_THE TASK:_ How does the data below read from its first line through the line containing "query | blue sky"? Print those lines exactly.
....
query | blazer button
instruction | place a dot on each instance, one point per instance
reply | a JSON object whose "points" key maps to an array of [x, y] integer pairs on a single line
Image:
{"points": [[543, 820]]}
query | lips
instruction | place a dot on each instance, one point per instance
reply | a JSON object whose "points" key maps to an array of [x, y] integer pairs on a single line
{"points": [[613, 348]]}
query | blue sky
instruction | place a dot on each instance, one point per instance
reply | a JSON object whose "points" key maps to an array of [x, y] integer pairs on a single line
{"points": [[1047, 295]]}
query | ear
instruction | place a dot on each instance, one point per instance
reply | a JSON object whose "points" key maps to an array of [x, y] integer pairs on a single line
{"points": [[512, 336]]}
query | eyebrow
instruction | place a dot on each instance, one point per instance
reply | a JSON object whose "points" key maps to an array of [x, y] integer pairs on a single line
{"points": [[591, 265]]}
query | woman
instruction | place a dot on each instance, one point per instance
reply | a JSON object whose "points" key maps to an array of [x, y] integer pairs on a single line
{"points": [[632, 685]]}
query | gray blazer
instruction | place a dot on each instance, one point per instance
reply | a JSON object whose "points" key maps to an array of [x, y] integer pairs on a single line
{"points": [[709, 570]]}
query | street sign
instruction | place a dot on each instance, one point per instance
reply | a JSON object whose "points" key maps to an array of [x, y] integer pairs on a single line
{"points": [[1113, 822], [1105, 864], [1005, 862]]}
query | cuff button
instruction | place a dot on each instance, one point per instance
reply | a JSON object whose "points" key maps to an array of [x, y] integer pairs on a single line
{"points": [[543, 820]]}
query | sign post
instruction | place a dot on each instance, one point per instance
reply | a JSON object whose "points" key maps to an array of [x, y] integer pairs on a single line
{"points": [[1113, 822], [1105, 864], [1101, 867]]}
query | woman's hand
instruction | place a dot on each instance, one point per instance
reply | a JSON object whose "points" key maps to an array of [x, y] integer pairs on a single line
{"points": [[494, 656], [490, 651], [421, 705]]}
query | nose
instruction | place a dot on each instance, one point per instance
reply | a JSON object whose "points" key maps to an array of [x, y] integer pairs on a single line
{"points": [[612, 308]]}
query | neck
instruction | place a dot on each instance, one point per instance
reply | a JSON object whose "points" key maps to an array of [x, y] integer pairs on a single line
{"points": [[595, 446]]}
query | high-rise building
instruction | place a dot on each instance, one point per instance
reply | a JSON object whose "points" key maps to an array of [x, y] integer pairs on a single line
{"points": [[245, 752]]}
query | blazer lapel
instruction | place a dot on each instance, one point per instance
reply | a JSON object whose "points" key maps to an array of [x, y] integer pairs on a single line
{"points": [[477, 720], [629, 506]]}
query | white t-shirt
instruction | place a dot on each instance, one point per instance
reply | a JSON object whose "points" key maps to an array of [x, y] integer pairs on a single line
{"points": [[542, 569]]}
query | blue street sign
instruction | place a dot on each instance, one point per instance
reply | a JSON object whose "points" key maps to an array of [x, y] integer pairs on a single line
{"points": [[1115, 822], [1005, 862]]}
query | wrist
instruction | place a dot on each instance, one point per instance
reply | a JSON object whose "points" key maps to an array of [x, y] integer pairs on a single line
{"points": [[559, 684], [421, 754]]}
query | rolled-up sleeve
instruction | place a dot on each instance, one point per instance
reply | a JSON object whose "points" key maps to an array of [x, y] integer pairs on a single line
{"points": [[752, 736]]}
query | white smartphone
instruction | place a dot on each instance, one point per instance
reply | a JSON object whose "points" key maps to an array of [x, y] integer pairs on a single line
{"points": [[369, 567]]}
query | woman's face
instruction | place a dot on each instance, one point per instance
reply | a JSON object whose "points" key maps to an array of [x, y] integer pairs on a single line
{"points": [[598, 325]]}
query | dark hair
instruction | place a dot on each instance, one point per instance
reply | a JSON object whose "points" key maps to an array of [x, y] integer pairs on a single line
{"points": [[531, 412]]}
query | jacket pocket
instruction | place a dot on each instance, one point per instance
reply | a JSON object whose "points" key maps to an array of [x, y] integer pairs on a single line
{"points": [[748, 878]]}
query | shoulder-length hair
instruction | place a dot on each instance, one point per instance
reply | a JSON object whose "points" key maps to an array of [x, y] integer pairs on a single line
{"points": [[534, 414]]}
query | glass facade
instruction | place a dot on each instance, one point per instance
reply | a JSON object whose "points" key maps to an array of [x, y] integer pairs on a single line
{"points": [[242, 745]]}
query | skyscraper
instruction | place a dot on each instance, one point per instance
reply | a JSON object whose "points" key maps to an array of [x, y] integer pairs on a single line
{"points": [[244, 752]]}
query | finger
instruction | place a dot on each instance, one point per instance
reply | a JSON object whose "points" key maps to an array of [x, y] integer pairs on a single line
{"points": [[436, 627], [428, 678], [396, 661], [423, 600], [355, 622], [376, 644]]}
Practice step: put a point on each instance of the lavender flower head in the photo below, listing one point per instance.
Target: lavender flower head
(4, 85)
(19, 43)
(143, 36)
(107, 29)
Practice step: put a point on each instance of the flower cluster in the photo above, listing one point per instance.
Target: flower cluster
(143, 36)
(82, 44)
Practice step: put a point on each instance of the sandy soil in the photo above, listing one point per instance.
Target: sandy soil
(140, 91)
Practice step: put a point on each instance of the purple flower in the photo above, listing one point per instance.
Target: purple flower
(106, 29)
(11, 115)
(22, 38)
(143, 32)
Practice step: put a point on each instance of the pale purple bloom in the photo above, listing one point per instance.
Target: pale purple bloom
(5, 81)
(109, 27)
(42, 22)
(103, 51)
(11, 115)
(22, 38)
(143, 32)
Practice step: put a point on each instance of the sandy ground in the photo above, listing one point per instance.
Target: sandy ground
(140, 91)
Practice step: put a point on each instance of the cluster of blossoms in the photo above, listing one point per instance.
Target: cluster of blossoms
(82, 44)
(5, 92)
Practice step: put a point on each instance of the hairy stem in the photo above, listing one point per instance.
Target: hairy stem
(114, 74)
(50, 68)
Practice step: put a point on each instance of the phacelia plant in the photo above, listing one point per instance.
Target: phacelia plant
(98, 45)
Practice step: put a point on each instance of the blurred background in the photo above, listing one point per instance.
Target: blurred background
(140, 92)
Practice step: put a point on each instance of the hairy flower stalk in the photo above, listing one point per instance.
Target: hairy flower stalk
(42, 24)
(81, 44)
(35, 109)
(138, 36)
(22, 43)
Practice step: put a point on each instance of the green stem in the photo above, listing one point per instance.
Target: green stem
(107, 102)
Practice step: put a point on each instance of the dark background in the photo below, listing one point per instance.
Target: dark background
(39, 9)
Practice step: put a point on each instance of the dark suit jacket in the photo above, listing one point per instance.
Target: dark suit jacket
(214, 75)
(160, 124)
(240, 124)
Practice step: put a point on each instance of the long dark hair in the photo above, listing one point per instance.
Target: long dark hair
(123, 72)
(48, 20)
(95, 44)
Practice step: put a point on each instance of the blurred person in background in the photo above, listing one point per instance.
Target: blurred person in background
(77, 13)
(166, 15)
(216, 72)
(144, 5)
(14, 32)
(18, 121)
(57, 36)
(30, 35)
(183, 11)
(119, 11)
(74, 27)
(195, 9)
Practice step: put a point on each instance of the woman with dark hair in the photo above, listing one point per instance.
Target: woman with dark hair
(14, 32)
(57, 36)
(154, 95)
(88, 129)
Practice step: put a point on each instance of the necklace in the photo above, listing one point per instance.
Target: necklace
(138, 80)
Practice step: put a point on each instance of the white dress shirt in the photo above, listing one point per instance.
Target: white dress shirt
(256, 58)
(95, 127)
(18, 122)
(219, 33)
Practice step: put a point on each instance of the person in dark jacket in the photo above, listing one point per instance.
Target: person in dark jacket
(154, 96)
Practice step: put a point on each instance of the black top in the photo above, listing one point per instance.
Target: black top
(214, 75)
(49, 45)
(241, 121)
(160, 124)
....
_SOLVED PROBLEM:_
query | blazer button
instruction | place a dot on each instance, one point per instance
reply | a JSON object whose "points" key maps to an array of [x, y] integer pairs on a single line
Image:
{"points": [[543, 820]]}
query | lips
instruction | place a dot on each instance, one point per instance
reply | a JSON object whose "points" key maps to an array of [x, y] integer pairs on a single line
{"points": [[613, 348]]}
query | blue sky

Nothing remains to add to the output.